**Task statement:** If a line in the listing below has the string "orange", copy it out.

**Records supplied:**
_ _ _

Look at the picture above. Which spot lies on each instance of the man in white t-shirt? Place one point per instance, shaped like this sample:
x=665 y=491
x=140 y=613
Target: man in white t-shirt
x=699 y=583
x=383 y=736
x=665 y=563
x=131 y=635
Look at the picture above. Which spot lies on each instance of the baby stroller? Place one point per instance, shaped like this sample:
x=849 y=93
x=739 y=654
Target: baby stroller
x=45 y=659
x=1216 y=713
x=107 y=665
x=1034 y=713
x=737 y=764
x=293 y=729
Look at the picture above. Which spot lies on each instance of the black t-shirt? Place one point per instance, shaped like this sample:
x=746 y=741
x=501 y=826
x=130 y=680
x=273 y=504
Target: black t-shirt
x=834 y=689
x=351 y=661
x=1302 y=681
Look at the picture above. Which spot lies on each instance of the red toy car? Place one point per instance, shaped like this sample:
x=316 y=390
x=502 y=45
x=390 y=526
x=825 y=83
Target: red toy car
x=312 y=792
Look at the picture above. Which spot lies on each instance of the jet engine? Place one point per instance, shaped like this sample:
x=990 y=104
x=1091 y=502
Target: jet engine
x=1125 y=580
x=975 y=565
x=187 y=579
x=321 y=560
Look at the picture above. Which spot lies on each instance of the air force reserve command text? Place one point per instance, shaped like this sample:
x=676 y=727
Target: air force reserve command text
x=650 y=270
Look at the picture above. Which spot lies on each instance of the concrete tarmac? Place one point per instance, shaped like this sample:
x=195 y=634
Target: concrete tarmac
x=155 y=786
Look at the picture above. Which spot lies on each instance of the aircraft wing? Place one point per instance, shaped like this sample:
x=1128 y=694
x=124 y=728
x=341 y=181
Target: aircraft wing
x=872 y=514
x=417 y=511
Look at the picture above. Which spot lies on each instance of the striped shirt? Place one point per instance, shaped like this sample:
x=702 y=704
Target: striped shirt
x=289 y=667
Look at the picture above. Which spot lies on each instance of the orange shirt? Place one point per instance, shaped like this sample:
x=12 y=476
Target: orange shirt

_ _ _

**Exercise output:**
Look at the picture above. Which spot lies on each instance of the orange shirt? Place one point per instance, shaped like this sample:
Target: orange shirt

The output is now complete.